**小課題:** 常念岳の文章を「この山は怪僧常念坊伝説が有名です。雪形にもなってあらわれ、」を含むところから書き出し、「からともいわれています。」の後で止め、その間の「修験者」を「山伏」に変えて示すこと。

**ページ本文:**
山の歴史と伝承に遊ぶ 【ひとり画ってん】

山旅イラスト通信【ひとり画展】とよだ 時

▼585号 「北ア・常念坊と満願寺」

【略文】
常念岳の雪形にもなっている常念坊。一説に常念坊は満願寺の住職
で常念岳を開山したとか、また長野県堀金村では正福院の修験者だ
ったともいう。ある年、満願寺へ寄って住職に会った。「聞いたこ
とがない」知らないといわれればとりつくしまがない。たしかに複
数の本に載っているんだがな?
・長野県安曇野市

▼585号 「北ア・常念坊と満願寺」

【本文】
 北ア・常念岳(2857m)は、かつてはまゆみ岳と呼んでいたと
いいます。乗鞍岳とも呼んでいましたが、江戸時代の享保9(172
4)年の地誌『信府統記』(しんぷとうき)という本に、常念岳と
記載されていることから、以後常念岳が通称としてほぼ定着した
といわれます。

 この山は怪僧常念坊伝説が有名です。雪形にもなってあらわれ、
4月上旬から下旬にかけて、前常念岳の東側にお坊さんの形が黒
くでます。その名は、常念岳山ろくの穂高町(いまの安曇野市穂
高)の満願寺の常念坊という住職が、この山を開山したため、そ
の和尚の名をとったといいます。また田尻村(いまの堀金村)の
正福院(明治維新に廃寺)の修験者常念坊が、登るようになった
からともいわれています。

 こんな話もあります。平安時代、坂上田村麻呂(さかのうえの
たむらまろ)という武将がいました。その田村麻呂が、常念岳北
方にある有明山(ありあけやま)にすむ、魏石鬼(ぎしき)八面
大王(はちめんだいおう)という鬼を退治しました。

 その時、大王の手下の常念坊という鬼が、空を飛んでまゆみ岳
(いまの常念岳)に逃げ、岩屋に住みついたというのです。この
鬼はよく念仏を唱えていたといいますから怪僧のようでもありま
す。

 常念坊は毎年里で「市」(いち)が開かれると、酒を買いにあら
われ、五合徳利(とっくり)を差し出し「五升入れてくれ」とい
うのです。酒屋の親父(おやじ)が酒を徳利についでみると、不
思議なことにこの徳利に五升の酒が入ってしまいます。

 村人はこの不思議な出来事に、畏敬の念をこめて「あれはまゆ
み岳の常念坊だ」とうわさするようになり、いつかこの鬼は「常
念岳」で通用するようになったといいます。

 ちなみに「常念岳の山が、峰の部分だけ雲の上に出て、雲が帯
のようにひくと雨になる」とか、「常念に朝日が当たるとその日は
晴れ」などの言い伝えがあるそうです。

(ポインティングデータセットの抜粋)
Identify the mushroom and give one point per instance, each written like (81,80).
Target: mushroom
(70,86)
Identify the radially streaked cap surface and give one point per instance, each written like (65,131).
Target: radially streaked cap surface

**解答全文:**
この山は怪僧常念坊伝説が有名です。雪形にもなってあらわれ、
4月上旬から下旬にかけて、前常念岳の東側にお坊さんの形が黒
くでます。その名は、常念岳山ろくの穂高町(いまの安曇野市穂
高)の満願寺の常念坊という住職が、この山を開山したため、そ
の和尚の名をとったといいます。また田尻村(いまの堀金村)の
正福院(明治維新に廃寺)の山伏常念坊が、登るようになった
からともいわれています。